* START EXTRACTED ENTRIES *

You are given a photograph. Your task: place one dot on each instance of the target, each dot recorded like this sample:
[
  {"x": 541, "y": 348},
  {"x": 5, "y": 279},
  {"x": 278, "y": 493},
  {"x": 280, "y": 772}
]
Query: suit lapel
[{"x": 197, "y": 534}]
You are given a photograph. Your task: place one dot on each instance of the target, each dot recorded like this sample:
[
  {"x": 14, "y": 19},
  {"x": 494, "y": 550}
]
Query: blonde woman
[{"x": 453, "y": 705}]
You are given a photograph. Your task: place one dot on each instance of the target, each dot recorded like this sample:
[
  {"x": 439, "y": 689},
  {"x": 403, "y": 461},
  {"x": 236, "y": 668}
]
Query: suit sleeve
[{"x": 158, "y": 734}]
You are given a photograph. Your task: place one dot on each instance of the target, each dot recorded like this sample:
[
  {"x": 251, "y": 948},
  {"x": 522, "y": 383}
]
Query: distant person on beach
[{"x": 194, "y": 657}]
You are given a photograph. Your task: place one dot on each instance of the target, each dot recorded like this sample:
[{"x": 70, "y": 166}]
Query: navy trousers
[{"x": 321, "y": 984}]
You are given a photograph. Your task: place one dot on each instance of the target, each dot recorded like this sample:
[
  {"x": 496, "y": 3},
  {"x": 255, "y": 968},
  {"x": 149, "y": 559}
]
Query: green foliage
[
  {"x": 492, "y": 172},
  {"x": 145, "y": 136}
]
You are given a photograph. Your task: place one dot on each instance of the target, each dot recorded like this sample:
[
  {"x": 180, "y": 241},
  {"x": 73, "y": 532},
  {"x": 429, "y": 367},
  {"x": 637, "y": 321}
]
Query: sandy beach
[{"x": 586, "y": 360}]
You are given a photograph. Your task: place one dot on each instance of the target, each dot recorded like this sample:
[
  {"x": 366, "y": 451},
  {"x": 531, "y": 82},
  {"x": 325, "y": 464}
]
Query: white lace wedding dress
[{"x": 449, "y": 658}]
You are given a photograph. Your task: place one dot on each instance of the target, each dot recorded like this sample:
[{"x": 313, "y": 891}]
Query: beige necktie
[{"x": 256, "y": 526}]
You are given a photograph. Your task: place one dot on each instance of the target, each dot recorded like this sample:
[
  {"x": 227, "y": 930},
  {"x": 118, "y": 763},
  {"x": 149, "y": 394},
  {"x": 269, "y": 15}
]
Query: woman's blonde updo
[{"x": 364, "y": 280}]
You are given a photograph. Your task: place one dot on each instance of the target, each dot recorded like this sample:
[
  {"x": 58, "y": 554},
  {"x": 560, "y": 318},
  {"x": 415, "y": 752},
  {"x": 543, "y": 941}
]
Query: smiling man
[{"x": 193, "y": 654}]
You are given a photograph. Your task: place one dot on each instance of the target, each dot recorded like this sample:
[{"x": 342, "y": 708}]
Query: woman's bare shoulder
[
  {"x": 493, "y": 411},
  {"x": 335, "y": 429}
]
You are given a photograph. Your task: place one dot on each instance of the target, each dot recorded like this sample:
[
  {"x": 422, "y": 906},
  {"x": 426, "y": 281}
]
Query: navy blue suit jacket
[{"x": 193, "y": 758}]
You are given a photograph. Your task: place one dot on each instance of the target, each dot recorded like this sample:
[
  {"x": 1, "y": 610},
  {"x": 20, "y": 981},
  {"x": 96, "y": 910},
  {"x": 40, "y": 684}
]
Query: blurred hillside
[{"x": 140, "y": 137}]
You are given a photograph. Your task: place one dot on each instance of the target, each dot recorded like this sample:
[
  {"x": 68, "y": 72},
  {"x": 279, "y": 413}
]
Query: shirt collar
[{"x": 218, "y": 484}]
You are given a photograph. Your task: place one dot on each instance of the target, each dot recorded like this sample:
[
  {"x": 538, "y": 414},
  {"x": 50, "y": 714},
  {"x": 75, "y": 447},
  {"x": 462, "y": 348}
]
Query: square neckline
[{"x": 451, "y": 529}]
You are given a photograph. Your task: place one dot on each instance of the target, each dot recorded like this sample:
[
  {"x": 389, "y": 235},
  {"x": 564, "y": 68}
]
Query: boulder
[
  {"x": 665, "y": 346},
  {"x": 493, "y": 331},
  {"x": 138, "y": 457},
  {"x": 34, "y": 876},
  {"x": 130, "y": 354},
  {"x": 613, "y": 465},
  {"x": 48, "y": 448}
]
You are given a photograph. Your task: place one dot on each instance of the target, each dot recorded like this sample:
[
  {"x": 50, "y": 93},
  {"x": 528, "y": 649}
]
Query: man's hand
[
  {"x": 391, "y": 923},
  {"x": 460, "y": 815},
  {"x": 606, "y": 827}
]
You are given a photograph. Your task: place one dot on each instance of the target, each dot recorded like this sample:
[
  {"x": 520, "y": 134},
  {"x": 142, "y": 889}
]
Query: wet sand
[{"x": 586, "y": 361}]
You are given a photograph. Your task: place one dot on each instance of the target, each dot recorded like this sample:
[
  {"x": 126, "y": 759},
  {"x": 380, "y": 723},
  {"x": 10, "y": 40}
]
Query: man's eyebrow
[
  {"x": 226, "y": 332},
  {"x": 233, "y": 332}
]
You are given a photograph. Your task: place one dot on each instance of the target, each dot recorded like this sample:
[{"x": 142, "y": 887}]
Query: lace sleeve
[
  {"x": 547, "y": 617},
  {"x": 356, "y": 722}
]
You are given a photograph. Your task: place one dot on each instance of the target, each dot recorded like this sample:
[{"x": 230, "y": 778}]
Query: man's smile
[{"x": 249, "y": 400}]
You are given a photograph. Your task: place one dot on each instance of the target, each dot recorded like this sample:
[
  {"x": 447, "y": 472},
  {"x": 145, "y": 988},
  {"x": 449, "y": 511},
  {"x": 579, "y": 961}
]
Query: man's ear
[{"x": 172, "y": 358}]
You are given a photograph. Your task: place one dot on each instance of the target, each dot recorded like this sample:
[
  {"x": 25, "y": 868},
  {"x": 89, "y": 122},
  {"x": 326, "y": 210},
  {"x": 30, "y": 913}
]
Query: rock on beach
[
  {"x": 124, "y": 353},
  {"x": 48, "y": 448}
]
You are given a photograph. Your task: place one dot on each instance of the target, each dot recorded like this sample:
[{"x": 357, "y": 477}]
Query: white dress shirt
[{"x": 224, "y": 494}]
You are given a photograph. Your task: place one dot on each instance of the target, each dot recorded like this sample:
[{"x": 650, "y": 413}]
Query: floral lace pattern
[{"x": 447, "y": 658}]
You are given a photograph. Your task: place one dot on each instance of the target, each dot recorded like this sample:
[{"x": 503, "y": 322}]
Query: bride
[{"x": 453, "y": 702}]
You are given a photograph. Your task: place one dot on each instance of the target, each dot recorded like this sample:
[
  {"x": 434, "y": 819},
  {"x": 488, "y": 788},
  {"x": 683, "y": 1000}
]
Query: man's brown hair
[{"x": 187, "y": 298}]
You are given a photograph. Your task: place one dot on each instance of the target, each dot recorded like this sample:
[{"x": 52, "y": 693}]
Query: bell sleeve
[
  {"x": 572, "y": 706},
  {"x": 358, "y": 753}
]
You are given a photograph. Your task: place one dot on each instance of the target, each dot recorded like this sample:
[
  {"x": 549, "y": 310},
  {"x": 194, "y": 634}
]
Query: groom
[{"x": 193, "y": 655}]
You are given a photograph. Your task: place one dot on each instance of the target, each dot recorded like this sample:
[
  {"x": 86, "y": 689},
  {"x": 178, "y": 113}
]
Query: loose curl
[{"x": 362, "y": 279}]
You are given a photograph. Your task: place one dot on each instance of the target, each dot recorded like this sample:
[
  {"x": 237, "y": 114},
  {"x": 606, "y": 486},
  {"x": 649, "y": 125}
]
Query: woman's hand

* END EXTRACTED ENTRIES *
* START EXTRACTED ENTRIES *

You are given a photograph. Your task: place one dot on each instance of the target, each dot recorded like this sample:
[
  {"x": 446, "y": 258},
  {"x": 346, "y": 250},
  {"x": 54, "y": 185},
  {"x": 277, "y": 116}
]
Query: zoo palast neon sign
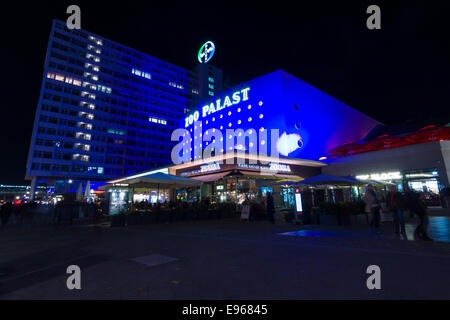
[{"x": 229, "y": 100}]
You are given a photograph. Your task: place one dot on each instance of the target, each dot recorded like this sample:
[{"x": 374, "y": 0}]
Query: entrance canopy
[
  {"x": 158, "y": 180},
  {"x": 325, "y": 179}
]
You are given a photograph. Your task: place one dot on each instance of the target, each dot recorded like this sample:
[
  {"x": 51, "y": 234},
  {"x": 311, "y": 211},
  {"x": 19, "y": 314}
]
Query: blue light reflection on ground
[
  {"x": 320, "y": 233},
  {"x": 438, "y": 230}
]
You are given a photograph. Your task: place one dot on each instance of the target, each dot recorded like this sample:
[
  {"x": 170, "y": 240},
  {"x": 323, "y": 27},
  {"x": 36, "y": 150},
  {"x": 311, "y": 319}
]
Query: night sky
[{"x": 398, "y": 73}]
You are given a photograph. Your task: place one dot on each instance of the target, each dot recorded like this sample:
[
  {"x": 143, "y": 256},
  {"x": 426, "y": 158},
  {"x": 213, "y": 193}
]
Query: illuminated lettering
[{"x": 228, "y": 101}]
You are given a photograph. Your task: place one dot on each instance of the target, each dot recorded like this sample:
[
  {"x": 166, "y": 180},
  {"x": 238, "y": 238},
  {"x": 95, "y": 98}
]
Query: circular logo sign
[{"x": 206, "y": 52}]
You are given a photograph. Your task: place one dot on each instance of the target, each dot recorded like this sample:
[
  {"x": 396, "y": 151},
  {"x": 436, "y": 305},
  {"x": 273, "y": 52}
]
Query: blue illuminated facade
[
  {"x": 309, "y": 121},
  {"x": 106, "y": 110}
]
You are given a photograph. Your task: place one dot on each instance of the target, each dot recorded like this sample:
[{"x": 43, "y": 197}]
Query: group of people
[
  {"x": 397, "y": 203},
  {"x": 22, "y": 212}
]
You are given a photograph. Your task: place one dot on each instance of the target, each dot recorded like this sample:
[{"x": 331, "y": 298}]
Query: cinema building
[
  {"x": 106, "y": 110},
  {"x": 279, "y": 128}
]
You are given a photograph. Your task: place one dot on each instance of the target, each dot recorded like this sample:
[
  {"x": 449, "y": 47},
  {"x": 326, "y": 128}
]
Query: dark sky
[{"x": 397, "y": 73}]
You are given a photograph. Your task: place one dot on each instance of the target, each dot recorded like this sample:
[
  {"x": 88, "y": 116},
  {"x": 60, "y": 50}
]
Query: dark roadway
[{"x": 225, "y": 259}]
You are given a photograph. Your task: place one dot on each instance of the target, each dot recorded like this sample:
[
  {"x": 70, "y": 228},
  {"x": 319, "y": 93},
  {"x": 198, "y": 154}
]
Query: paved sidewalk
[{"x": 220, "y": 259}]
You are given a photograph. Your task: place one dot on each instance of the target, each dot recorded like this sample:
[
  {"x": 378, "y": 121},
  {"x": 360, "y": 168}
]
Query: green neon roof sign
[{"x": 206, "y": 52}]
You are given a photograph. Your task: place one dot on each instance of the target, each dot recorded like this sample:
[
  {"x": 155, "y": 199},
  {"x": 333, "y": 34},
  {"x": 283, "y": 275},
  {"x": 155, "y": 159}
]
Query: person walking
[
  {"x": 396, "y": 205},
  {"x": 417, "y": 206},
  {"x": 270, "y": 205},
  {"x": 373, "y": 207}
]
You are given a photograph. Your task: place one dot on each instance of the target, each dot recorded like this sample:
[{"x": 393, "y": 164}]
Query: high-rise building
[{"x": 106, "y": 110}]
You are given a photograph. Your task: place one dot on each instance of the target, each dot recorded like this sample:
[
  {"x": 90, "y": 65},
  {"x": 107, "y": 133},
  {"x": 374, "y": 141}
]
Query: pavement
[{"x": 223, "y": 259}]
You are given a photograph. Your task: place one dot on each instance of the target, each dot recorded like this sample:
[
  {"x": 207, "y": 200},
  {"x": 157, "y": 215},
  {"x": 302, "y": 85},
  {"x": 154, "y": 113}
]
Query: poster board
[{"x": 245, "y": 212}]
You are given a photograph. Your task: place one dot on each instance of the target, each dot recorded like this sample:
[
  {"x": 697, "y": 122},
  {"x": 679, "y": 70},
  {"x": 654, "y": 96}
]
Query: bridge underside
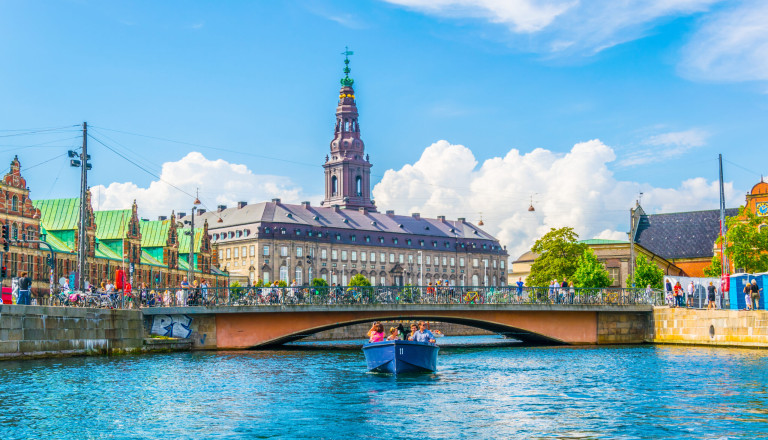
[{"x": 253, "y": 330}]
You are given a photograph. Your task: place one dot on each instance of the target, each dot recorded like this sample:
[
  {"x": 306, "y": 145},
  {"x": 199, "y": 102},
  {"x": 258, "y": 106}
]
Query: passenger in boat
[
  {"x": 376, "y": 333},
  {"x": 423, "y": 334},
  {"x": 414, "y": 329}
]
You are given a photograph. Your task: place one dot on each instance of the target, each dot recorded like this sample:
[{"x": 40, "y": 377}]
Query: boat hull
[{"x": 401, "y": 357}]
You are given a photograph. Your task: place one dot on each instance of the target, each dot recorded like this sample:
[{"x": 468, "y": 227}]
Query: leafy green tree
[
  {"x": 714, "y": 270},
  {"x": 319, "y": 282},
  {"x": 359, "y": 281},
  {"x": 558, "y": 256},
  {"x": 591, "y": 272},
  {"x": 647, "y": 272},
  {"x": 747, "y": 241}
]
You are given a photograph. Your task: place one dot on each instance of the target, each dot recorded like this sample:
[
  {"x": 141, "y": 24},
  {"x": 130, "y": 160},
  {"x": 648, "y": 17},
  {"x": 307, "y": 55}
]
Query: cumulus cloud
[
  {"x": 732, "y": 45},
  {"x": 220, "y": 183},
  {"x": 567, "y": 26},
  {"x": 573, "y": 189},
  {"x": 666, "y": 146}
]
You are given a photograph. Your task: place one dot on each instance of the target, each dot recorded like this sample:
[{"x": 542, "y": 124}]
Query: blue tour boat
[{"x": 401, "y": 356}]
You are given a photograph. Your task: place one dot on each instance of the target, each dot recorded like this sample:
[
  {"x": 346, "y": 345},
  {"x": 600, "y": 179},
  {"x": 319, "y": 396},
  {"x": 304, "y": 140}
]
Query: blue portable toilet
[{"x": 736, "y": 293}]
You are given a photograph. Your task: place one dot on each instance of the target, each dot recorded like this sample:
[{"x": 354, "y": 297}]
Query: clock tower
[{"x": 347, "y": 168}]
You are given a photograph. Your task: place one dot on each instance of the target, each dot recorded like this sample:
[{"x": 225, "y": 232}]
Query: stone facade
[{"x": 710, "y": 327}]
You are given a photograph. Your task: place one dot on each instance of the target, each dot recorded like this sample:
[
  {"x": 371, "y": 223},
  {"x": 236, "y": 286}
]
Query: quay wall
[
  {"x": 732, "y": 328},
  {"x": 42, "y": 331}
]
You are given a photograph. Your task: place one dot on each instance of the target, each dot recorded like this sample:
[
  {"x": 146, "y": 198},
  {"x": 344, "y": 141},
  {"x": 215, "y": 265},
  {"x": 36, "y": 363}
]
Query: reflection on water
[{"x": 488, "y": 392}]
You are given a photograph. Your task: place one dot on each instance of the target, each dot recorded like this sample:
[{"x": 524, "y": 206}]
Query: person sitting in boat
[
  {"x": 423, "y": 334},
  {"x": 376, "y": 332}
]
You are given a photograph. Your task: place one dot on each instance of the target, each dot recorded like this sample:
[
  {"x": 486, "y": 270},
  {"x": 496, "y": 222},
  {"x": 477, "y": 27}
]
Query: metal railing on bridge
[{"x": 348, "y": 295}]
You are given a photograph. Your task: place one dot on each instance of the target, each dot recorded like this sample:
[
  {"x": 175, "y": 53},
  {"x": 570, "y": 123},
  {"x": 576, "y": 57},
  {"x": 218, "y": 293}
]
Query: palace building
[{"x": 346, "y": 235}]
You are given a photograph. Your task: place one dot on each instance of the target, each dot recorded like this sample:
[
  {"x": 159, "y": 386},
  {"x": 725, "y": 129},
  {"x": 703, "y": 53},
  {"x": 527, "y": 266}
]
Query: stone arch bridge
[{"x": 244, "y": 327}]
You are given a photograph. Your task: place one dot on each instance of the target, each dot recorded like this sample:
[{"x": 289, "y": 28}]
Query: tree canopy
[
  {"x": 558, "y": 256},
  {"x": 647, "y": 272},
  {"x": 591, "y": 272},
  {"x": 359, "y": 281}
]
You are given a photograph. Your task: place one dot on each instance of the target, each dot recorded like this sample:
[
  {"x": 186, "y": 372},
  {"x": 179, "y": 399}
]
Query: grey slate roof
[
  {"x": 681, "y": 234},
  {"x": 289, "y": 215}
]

* END EXTRACTED ENTRIES *
* START EXTRACTED ENTRIES *

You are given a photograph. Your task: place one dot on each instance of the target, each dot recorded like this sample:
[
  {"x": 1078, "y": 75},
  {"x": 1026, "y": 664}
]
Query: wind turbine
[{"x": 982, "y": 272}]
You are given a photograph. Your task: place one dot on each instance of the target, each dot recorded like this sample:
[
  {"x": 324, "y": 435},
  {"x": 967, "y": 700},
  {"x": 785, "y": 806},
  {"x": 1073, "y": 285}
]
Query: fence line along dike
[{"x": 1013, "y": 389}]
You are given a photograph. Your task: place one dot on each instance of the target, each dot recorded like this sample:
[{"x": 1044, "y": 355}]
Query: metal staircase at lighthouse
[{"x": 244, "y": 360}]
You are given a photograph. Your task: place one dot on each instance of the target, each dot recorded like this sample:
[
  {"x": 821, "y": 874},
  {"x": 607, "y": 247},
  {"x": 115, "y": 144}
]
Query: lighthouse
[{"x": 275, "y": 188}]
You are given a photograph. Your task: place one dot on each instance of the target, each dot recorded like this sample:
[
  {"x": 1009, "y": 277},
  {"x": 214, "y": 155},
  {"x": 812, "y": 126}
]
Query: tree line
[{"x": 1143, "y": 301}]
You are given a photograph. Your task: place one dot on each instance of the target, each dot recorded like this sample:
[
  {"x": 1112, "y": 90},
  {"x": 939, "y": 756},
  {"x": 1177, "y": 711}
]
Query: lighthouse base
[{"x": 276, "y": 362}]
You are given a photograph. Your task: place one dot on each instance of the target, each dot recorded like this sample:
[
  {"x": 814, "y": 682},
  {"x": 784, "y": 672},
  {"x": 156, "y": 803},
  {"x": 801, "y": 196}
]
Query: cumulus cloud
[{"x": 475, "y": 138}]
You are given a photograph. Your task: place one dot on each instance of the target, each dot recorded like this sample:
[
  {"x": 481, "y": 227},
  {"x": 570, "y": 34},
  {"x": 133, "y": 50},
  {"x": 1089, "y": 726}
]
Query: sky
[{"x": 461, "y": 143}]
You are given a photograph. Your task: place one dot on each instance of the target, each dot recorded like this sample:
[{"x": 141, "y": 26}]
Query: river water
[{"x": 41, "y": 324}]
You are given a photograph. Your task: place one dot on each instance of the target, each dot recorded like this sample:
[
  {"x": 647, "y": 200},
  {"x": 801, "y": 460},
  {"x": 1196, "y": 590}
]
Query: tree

* END EXTRACTED ENTRIES *

§ YOUR GOAL
Count the lines of the material above that contain the string "beach", treating case as significant, and give only the number.

§ CORRECT ANSWER
3